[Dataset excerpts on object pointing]
________
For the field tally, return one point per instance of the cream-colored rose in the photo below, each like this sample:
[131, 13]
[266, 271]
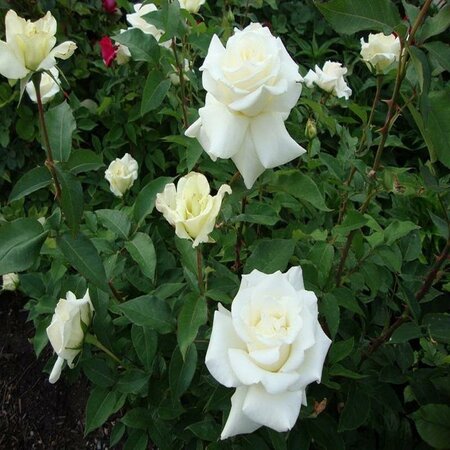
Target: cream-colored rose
[380, 52]
[66, 333]
[48, 86]
[30, 46]
[190, 208]
[121, 174]
[191, 5]
[252, 84]
[270, 347]
[330, 78]
[10, 281]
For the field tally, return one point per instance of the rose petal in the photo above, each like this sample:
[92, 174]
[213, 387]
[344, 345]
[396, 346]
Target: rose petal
[276, 411]
[237, 422]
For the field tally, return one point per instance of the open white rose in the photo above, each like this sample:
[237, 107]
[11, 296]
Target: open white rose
[121, 174]
[252, 84]
[330, 78]
[66, 333]
[30, 46]
[190, 208]
[48, 86]
[381, 52]
[10, 281]
[270, 347]
[191, 5]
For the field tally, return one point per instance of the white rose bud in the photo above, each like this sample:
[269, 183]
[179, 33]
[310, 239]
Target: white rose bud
[190, 208]
[252, 84]
[191, 5]
[10, 281]
[270, 347]
[121, 174]
[29, 46]
[48, 86]
[380, 52]
[330, 78]
[66, 331]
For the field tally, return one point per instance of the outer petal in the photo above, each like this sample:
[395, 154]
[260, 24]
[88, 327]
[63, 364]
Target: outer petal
[11, 66]
[222, 338]
[279, 411]
[238, 422]
[272, 142]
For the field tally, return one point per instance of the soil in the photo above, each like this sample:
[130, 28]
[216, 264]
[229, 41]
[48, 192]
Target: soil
[34, 414]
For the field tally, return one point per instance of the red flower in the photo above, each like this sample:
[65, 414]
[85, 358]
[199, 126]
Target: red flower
[109, 6]
[108, 50]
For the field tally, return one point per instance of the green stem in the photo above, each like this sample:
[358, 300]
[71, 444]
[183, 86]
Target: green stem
[91, 339]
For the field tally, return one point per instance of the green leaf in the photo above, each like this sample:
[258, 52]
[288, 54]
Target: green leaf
[438, 326]
[84, 161]
[433, 424]
[182, 371]
[20, 243]
[145, 342]
[83, 256]
[270, 255]
[71, 198]
[148, 311]
[356, 410]
[116, 221]
[351, 16]
[60, 126]
[32, 181]
[300, 186]
[145, 201]
[193, 314]
[100, 405]
[155, 90]
[142, 250]
[143, 47]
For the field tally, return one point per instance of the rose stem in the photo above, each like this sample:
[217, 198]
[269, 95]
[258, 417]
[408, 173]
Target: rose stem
[91, 339]
[50, 163]
[390, 116]
[182, 85]
[201, 284]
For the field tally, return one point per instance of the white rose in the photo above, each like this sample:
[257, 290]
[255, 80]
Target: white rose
[270, 347]
[190, 208]
[121, 174]
[136, 20]
[330, 78]
[48, 86]
[252, 84]
[380, 52]
[253, 143]
[30, 46]
[191, 5]
[66, 333]
[10, 281]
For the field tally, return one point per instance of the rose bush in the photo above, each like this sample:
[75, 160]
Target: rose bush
[270, 347]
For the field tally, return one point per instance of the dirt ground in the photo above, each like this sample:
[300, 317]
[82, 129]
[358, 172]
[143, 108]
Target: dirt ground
[34, 414]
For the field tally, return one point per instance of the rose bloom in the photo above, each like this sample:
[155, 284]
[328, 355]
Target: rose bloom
[66, 333]
[121, 174]
[270, 347]
[330, 78]
[190, 208]
[191, 5]
[10, 281]
[252, 84]
[30, 46]
[48, 86]
[380, 52]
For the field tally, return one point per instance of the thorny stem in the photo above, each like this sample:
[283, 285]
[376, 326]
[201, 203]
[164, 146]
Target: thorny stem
[182, 84]
[49, 162]
[390, 116]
________
TO BE DONE: The required output is the exact sequence of lines from the one containing "the white rose in" through the end of the listing, both endpoints included.

RESPONSE:
For the field tally, return one point per instance of the white rose in the photo above, each like this sample:
[257, 290]
[255, 80]
Target: white rose
[270, 347]
[190, 208]
[121, 174]
[136, 20]
[330, 78]
[48, 86]
[252, 84]
[380, 52]
[253, 143]
[30, 46]
[191, 5]
[66, 333]
[10, 281]
For the field tally, return one point per instance of the rose bush in the photo above, each like this sample:
[75, 160]
Target: rose bush
[270, 347]
For the field tally, return one point per instance of the dirt ground in the photo above, each like this sample:
[300, 317]
[82, 129]
[358, 172]
[143, 108]
Target: dirt ground
[34, 414]
For the field tally, return one point per instance of the rose bloom in the photo above, each like this sample:
[155, 284]
[328, 355]
Target: rose bloom
[66, 333]
[121, 174]
[270, 347]
[330, 78]
[190, 208]
[191, 5]
[10, 281]
[252, 84]
[30, 46]
[48, 86]
[380, 52]
For the field tally, return one point per instance of the thorny stem in the photo above, each like this sample:
[283, 285]
[376, 326]
[201, 203]
[164, 146]
Target: thorny stem
[182, 84]
[49, 162]
[390, 116]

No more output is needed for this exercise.